The Gold Report: President Obama recently came out with proposals to limit profit taking in the banking industry, impose salary caps and restrict banking investments. Then in his State of the Union address, he called for a freeze on spending for discretionary government programs. Any comments about that? Frank Holmes: Wherever it is in the world, it's important to recognize the tremendous impact of governmental policies. Look at Hugo Chavez in Venezuela as opposed to Álvaro Uribe in Colombia. Chavez destroyed Venezuela's economy and judicial system to maintain his power. Bolivia is heading in the same direction, but Colombia and Panama are booming. Policies in those two countries are completely different from Venezuela's.
Basically, government policies break out to either monetary or fiscal. Of course, money supply is on the monetary side, along with real interest rates, while fiscal policies involve taxing and spending. We try to distill the G-7 versus what we call the E-7—the seven most populated emerging-market countries—and look at money supply. We see something very, very important when we create macro models to compare the E-7 to the G-7.

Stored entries
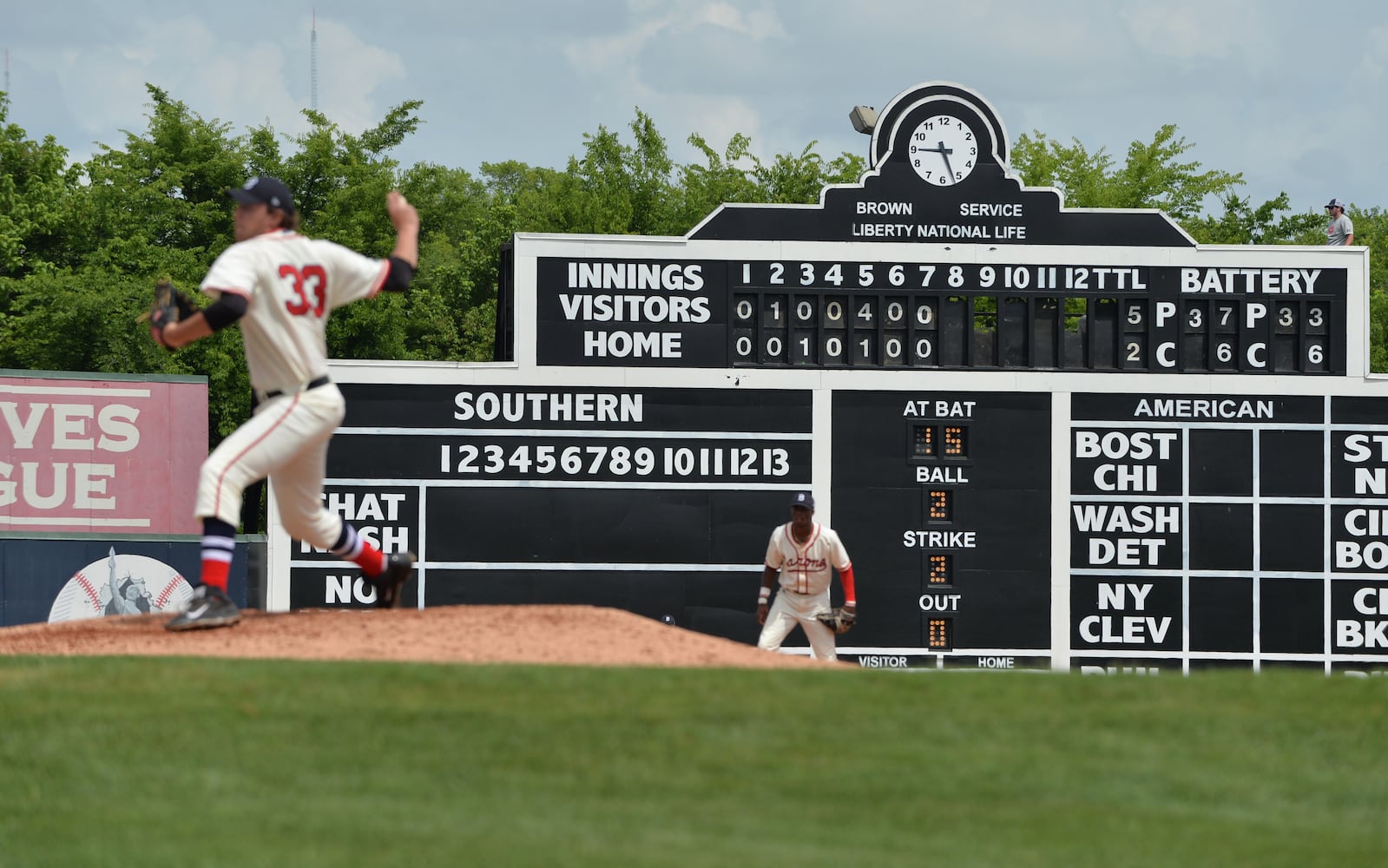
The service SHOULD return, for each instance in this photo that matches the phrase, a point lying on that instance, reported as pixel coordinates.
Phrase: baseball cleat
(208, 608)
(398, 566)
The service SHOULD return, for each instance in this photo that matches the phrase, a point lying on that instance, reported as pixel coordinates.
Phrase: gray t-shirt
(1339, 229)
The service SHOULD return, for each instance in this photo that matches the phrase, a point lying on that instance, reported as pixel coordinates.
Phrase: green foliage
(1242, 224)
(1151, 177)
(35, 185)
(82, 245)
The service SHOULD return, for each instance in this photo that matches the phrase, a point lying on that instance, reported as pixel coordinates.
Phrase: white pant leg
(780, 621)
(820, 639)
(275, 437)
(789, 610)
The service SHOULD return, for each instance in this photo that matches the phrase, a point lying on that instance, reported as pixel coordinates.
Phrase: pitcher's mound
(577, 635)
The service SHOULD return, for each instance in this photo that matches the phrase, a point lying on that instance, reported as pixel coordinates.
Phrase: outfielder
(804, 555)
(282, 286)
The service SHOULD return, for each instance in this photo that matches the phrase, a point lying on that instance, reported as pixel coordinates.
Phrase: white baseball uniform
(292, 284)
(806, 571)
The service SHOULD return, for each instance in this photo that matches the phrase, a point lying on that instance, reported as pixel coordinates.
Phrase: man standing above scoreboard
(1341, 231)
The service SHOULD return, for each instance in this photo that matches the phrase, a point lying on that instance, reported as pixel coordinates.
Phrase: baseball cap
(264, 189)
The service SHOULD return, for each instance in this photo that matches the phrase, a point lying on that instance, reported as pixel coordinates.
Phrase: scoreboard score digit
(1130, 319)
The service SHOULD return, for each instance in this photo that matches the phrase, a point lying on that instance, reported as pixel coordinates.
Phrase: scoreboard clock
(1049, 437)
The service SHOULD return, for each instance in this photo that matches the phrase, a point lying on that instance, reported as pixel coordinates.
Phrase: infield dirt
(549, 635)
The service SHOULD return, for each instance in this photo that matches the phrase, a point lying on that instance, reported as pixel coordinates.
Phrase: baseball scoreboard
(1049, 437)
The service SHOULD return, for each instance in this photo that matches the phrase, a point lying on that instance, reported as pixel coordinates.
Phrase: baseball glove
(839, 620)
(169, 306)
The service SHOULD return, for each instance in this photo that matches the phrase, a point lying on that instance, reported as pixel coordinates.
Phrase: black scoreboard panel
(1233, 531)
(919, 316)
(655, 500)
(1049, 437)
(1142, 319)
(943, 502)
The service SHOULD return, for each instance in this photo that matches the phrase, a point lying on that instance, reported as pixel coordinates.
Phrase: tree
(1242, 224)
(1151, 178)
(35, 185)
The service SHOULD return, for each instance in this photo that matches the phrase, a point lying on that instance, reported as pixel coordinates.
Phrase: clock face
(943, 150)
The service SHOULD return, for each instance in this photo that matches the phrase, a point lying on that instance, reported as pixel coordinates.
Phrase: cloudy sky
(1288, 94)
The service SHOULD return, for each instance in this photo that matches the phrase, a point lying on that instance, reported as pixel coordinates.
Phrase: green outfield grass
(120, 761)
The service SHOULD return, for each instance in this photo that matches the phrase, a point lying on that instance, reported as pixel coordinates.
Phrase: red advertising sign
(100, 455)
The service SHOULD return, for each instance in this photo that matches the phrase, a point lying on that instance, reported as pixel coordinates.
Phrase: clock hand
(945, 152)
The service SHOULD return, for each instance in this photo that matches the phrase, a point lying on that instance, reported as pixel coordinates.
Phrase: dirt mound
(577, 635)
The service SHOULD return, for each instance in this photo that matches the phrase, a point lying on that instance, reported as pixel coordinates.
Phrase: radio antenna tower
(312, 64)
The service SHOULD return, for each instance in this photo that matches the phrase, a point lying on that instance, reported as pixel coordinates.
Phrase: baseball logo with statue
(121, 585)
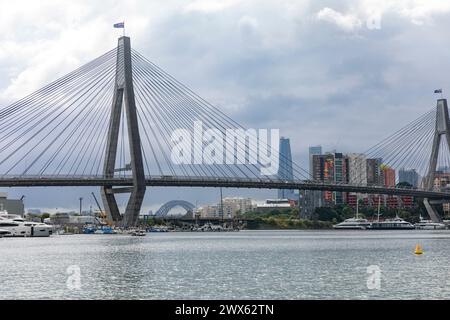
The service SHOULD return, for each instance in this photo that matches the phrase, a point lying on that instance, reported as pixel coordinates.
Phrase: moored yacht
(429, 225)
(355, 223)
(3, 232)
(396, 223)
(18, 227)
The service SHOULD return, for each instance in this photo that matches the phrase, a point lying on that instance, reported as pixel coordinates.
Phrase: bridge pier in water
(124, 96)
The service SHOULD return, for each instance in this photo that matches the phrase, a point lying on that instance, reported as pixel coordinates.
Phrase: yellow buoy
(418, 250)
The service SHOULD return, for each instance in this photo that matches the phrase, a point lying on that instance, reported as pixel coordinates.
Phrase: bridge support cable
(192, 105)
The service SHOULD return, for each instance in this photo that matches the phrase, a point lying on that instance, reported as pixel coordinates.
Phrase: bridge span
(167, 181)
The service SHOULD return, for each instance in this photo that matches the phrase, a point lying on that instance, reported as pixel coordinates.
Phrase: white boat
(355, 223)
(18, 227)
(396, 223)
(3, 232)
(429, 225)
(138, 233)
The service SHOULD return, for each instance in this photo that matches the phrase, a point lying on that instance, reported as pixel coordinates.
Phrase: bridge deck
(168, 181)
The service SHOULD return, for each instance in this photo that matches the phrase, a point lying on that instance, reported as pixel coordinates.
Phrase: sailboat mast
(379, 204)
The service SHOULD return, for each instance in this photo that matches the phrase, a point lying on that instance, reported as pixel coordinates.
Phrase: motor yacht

--

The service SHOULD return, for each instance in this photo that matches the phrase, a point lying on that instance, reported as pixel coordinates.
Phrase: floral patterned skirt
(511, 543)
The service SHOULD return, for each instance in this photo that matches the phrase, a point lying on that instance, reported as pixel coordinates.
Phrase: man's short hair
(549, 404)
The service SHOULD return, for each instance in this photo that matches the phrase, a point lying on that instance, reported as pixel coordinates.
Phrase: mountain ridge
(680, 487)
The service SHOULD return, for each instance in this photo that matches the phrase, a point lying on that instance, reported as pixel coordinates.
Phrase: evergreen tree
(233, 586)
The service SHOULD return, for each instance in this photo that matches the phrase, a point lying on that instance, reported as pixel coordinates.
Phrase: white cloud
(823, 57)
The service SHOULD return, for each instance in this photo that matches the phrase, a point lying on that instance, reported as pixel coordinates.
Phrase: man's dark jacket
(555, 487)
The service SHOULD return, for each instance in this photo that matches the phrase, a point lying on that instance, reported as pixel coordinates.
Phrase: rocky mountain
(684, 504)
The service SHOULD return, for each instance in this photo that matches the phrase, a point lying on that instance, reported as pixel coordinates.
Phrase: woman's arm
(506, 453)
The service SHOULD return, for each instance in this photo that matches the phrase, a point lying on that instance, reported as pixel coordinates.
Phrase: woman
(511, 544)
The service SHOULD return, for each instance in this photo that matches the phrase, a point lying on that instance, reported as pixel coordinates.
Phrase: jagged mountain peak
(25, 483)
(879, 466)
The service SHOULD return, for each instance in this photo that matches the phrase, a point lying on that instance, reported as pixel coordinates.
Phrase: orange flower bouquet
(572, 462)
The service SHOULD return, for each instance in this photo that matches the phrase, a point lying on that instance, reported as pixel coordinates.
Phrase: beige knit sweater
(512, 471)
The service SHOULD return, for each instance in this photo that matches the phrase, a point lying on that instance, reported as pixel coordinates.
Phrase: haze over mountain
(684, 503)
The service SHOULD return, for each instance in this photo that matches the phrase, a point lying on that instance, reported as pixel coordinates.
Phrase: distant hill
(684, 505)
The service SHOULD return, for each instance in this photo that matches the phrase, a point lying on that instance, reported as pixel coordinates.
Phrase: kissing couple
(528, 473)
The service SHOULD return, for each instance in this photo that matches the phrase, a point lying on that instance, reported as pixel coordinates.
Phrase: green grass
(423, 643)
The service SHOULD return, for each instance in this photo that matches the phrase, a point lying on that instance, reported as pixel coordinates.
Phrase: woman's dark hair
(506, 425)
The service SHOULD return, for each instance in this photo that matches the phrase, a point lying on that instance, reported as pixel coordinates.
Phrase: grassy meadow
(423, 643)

[WRITTEN EXERCISE] Write out the full interview excerpt on government policy, word for word, with no changes.

[RESULT OF THIS TASK]
The Gold Report: President Obama recently came out with proposals to limit profit taking in the banking industry, impose salary caps and restrict banking investments. Then in his State of the Union address, he called for a freeze on spending for discretionary government programs. Any comments about that? Frank Holmes: Wherever it is in the world, it's important to recognize the tremendous impact of governmental policies. Look at Hugo Chavez in Venezuela as opposed to Álvaro Uribe in Colombia. Chavez destroyed Venezuela's economy and judicial system to maintain his power. Bolivia is heading in the same direction, but Colombia and Panama are booming. Policies in those two countries are completely different from Venezuela's.
Basically, government policies break out to either monetary or fiscal. Of course, money supply is on the monetary side, along with real interest rates, while fiscal policies involve taxing and spending. We try to distill the G-7 versus what we call the E-7—the seven most populated emerging-market countries—and look at money supply. We see something very, very important when we create macro models to compare the E-7 to the G-7.